> [EXERCISE DIRECTIONS] According to the article on the Employers' Liability Act 1880, what limit did the act set on the most compensation an injured party could seek?

> [EXCERPT]
***
Employers' Liability Act 1880
- Parliament of the United Kingdom
- Long title: An Act to extend and regulate the Liability of Employers to make Compensation for Personal Injuries suffered by Workmen in their Service.
- Citation: 43 & 44 Vict. c. 42
- Territorial extent: United Kingdom

Dates
- Royal assent: 7 September 1880
- Commencement: 1 January 1881
- Expired: 24 December 1888
- Repealed: 30 June 1948

Other legislation
- Repealed by: Law Reform (Personal Injuries) Act 1948
- Relates to: Workmen's Compensation Act 1897;

Status: Repealed

Text of statute as originally enacted

= Employers' Liability Act 1880 =

Act of the Parliament of the United Kingdom

The Employers' Liability Act 1880 (43 & 44 Vict. c. 42) was an act of the Parliament of the United Kingdom passed on 7 September 1880. It enabled workers to seek compensation for injuries resulting from the negligence of a fellow employee.

== Background ==
Prior to the passing of the act, it was impossible for a worker to hold his employer responsible for injuries caused by his foreman or another worker's negligence. This was because the standard line of thought on the matter at the time was expressed by the doctrine of common employment, which stated that “if the person occasioning and the person suffering the injury are fellow workmen, engaged in a common employment, the employer is not responsible.” This doctrine of common employment was first established in the 1837 Priestly v. Fowler decision Another legal principle at the time, supposedly dating back to the origin of English Common Law that “a personal action dies with the person entitled to maintain it,” (Actio personalis moritur cum persona) meant that the family members of a deceased worker could not claim compensation.
Several workmen's associations wished to see the doctrine of Common Employment repealed, as they felt Priestley v Fowler ushered in an unfair and damaging interpretation of the law. In response, Parliament formed a committee to consider evidence on the subject in 1877, and after numerous drafts and revisions, the Employers' Liability Act 1880 was passed on 7 September. It is probable that the bill was passed as much out of a desire to correct inconsistencies with the fact that employers were responsible for any injuries to strangers caused by those in their employ.

== Provisions ==
The act states that any worker (or an immediate family member) is entitled to compensation for injury (or death) when the injury was caused by a defect in equipment or machinery, negligence of any person given authority over the worker by the employer, or an act or omission made by following the orders or bylaws of the employer or their representative. It also specifies that in the case of rail workers, an employer may be held responsible for the negligence of any person in "control of any signal, points, locomotive engine, or train upon a railway."	The act also placed limits on how much compensation an injured party (or their representative if deceased) could seek. The maximum was set at what someone in the same job in the same location could have expected to earn in the three years leading up to the injury.
***
> [DATA EXCERPT]
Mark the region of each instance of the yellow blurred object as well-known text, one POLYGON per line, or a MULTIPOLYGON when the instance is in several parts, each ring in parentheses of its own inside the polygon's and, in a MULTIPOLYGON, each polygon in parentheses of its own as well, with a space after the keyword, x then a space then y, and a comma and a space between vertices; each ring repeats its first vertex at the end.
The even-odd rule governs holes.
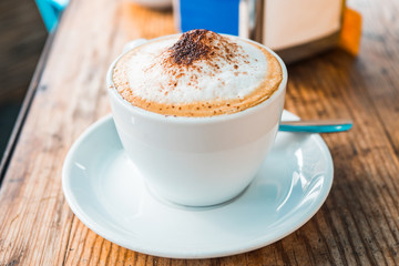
***
> [SOLUTION BELOW] The most they could seek was what someone in the same job in the same location could have expected to earn in the three years before the injury.